**ABOUT THIS EXERCISE:** Your answer needs to include each line of the records in which the string "door" can be found.

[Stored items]
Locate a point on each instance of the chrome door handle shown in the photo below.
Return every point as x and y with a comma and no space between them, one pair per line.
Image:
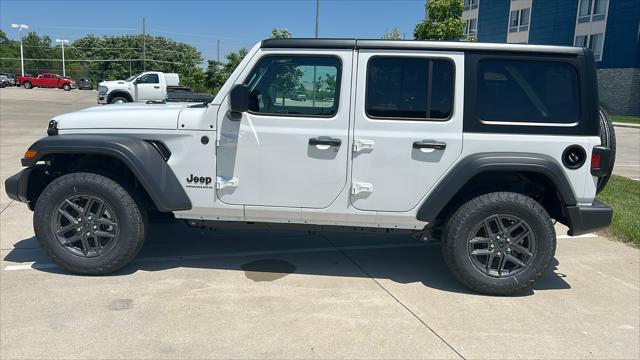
325,141
429,144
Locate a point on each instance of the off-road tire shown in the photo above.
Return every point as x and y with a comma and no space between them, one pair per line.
460,225
608,139
131,222
118,98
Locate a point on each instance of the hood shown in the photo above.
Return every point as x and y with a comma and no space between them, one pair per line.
123,116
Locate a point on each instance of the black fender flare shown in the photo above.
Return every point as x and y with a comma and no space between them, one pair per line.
141,157
476,164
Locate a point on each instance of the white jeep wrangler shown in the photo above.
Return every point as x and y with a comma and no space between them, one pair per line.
480,145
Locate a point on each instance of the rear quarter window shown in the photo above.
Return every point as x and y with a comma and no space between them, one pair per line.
528,92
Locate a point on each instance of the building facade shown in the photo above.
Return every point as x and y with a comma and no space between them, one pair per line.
611,28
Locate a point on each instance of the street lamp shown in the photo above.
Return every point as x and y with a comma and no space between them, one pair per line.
20,27
63,41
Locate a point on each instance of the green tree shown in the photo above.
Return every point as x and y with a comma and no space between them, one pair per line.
394,34
443,23
280,33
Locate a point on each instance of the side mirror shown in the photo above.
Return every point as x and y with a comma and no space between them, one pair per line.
238,100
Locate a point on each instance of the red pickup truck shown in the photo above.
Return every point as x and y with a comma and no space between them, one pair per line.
46,80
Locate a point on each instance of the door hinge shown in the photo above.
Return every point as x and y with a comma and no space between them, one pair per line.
222,183
359,188
362,144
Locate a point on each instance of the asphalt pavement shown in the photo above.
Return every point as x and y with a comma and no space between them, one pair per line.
290,294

**SOLUTION TO THE PROBLEM:**
Locate a point on each instance of the chrome door handle shown in the photo below.
Locate a point on each instance of the door hinge shown in the photo above.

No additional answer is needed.